*** Opening Passage ***

The Budget began with a focus on maintaining Ireland’s ability to attract and retain ‘world leading firms’.  The recognition that Ireland’s economic future depends on expanding its already significant global footprint is welcome, but an economy cannot survive on exports alone. Firms focused on the domestic market will welcome a number of the measures as well as the growing confidence of the Irish consumer but are likely to continue to face tougher trading conditions than their export focused colleagues.

EY’s John Heffernan, Tax Partner comments on CGT

The lack of an increase in rates for capital gains tax, gift or inheritance tax or stamp duty was welcomed in today’s Budget announcement.  Minister Noonan announced that he would not be returning to tax incentives for property and that normal capital gains tax rates will apply,  however, the Minister will look at alternative measures to ensure property that is zoned and serviced will be released on the market.  These steps are welcome and introduce certainty to the property market.

EY’s John Heffernan, Tax Partner comments on Home Renovation Incentive

The home renovation incentive, which has proved very successful to date, will be extended to rental properties.  To date, €190 million of renovation expenditure spread over 3,000 contractors has been approved under the home renovation incentive.  Under the new proposal, the scheme will be extended to the cost incurred by landlords on renovating rental properties.  The incentive applies to landlords who are liable to income tax which would suggest that it would be available to individual landlords and not to corporate landlords.  However, certain foreign corporate landlords can be liable to income tax instead of corporation tax in relation to Irish source rental income.

EY’s John Heffernan, Tax Partner comments on The ‘Living City’ Initiative

The ‘Living City’ regeneration initiative is at an advanced stage of discussion with the European Commission and it is hoped that approval will be obtained in early 2015.  This initiative, available in Dublin, Cork, Limerick, Galway Waterford and Kilkenny is particularly directed at families who want to renovate pre-1914 city centre properties for family home use.  In such circumstances, the relief will allow for the full cost of renovation to be offset against income tax over a ten year period. The scheme also includes relief for certain retail and commercial properties in pre-1914 city centre buildings.

EY’s John Heffernan, Tax Partner comments on Expenditure for Public Sector Housing

The plan to release up to €2.2 billion of expenditure for public sector housing over the next three years could result in the provision of over 12,000 new public housing units.

EY’s John Heffernan, Tax Partner comments on DIRT

The DIRT rebate to first time buyers who will be able to obtain a refund of DIRT in relation to money saved for the deposit for a new first time home, is unlikely to have a major impact, particularly when interest rates are so low.

*** Closing Passage ***
*** Opening Records supplied ***

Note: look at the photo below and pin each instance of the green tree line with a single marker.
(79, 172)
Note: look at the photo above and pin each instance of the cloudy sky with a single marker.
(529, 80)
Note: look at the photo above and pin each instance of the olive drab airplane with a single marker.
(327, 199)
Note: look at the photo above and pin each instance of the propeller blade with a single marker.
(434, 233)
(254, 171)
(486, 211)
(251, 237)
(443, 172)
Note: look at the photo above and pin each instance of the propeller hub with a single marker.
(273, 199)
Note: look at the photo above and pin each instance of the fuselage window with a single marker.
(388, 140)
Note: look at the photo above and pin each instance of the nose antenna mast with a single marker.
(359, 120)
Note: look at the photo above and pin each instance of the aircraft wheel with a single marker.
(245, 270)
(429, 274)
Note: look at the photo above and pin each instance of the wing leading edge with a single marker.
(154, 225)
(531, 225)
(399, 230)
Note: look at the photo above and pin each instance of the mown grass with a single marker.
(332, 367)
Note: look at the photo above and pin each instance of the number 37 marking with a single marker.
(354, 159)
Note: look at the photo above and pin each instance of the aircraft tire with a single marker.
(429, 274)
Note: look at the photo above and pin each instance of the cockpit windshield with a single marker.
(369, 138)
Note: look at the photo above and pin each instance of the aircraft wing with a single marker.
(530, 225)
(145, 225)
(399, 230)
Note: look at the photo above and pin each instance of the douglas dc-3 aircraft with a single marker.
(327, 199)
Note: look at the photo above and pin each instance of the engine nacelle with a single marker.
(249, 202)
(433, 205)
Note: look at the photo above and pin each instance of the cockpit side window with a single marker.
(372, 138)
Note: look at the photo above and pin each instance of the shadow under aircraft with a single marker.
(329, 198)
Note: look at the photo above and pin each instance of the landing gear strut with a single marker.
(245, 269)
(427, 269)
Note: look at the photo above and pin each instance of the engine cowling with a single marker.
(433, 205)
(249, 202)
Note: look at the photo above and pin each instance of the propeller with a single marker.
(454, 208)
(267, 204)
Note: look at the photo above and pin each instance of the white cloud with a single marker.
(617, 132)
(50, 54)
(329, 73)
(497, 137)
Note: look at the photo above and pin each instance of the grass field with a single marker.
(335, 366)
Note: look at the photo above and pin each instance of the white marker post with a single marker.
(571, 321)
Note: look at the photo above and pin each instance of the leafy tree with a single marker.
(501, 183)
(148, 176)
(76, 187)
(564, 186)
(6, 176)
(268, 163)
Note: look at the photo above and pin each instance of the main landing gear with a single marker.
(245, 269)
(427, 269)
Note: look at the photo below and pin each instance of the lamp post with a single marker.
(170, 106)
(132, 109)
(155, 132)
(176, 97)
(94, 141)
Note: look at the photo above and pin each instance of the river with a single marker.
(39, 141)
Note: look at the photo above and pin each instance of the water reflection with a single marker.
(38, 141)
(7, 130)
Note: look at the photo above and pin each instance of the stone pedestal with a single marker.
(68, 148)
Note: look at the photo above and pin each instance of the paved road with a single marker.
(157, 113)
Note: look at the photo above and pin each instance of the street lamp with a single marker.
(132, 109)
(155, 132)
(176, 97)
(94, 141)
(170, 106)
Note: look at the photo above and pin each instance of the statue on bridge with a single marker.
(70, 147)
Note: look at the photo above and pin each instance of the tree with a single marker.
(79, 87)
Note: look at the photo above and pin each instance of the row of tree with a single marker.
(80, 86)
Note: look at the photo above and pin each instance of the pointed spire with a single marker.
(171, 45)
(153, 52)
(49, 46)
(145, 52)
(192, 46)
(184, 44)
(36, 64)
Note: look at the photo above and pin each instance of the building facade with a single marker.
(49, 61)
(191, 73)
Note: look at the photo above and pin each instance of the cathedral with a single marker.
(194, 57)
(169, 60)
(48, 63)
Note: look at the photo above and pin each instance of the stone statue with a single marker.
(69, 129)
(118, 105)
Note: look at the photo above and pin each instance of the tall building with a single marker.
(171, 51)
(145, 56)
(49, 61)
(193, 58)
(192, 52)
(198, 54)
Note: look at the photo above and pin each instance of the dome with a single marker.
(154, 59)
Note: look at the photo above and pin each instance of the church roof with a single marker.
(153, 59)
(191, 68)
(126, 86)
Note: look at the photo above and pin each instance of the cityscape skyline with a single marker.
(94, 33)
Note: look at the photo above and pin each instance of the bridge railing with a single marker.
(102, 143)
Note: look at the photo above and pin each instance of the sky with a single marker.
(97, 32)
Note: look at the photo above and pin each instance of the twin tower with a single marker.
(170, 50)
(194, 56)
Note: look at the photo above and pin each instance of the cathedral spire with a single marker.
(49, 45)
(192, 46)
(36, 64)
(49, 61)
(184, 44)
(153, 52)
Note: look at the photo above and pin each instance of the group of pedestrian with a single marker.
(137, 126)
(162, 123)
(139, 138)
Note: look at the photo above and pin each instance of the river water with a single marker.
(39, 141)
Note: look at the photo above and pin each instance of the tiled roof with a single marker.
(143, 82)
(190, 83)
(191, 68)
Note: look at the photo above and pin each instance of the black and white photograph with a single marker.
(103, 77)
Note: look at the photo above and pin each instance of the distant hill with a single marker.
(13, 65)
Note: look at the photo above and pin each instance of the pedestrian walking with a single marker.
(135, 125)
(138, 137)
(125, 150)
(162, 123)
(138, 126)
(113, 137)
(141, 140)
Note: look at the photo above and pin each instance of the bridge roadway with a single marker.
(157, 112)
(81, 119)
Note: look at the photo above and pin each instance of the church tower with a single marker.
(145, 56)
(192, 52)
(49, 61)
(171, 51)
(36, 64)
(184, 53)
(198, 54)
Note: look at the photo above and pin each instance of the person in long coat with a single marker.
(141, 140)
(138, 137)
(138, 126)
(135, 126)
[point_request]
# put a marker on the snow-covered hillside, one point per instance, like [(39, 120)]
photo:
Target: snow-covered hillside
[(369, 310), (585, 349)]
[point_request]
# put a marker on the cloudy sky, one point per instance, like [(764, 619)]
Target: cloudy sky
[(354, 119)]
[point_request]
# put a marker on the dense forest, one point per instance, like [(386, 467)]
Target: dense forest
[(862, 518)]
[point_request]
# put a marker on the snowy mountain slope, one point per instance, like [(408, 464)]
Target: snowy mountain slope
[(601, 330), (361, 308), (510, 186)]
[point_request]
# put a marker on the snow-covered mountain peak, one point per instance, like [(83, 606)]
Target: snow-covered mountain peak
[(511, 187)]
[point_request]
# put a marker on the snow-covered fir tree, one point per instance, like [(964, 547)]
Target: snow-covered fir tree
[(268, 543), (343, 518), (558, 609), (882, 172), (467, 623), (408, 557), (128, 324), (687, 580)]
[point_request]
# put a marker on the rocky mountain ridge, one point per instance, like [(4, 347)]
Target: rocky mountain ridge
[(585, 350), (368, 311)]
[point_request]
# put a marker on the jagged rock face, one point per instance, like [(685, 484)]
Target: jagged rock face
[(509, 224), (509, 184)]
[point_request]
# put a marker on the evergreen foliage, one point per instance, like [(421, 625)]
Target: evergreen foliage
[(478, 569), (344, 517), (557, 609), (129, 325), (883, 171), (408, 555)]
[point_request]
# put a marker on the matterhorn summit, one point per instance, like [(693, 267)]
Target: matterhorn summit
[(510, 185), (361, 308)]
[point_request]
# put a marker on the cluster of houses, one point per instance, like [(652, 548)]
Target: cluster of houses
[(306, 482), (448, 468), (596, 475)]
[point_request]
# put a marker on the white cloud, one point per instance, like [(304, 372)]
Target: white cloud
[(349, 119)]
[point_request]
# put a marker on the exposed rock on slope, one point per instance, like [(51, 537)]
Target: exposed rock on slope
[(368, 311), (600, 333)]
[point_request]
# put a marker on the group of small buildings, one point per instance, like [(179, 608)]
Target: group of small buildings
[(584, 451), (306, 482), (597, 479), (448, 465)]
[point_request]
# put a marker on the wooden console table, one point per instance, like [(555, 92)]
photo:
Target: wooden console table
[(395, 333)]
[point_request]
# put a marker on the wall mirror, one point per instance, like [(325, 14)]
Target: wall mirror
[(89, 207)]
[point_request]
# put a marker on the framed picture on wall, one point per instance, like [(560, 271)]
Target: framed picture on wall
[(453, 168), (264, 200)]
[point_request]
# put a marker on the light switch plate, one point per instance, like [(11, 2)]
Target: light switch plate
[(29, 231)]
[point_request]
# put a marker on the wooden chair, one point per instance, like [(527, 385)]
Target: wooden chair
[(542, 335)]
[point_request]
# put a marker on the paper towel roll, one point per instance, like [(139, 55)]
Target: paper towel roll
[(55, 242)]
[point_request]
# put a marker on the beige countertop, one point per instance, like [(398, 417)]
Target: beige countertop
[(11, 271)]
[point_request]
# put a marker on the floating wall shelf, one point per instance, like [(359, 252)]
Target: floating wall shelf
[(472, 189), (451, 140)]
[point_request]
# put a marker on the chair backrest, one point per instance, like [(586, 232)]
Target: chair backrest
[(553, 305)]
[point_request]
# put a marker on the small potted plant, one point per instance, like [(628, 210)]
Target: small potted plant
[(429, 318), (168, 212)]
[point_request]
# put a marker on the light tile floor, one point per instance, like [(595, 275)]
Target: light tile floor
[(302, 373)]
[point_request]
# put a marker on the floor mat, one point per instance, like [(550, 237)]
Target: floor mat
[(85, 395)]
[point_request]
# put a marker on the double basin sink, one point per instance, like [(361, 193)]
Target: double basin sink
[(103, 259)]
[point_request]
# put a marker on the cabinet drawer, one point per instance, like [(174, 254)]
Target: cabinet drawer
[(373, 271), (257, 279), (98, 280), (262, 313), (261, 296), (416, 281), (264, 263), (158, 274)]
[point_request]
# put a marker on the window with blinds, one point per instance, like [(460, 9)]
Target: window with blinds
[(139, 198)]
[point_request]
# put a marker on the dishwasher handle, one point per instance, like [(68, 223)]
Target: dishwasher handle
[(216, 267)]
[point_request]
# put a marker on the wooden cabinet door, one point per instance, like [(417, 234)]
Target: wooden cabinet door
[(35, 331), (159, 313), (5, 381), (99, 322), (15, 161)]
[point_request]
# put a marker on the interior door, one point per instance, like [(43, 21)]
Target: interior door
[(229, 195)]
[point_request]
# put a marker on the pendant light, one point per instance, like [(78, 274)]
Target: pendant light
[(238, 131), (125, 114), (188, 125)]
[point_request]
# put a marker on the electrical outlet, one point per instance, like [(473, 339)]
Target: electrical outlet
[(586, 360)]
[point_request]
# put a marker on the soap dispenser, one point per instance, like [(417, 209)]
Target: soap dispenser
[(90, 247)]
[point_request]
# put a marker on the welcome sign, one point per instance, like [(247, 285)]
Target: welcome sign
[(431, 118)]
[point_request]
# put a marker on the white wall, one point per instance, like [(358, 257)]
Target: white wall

*** Closing Records supplied ***

## The problem:
Reproduce the stretch of the Budget commentary from "EY’s John Heffernan, Tax Partner comments on Home" through "source rental income.". The material after the Budget commentary is a separate set of records with no connection to it.

## Task response:
EY’s John Heffernan, Tax Partner comments on Home Renovation Incentive

The home renovation incentive, which has proved very successful to date, will be extended to rental properties.  To date, €190 million of renovation expenditure spread over 3,000 contractors has been approved under the home renovation incentive.  Under the new proposal, the scheme will be extended to the cost incurred by landlords on renovating rental properties.  The incentive applies to landlords who are liable to income tax which would suggest that it would be available to individual landlords and not to corporate landlords.  However, certain foreign corporate landlords can be liable to income tax instead of corporation tax in relation to Irish source rental income.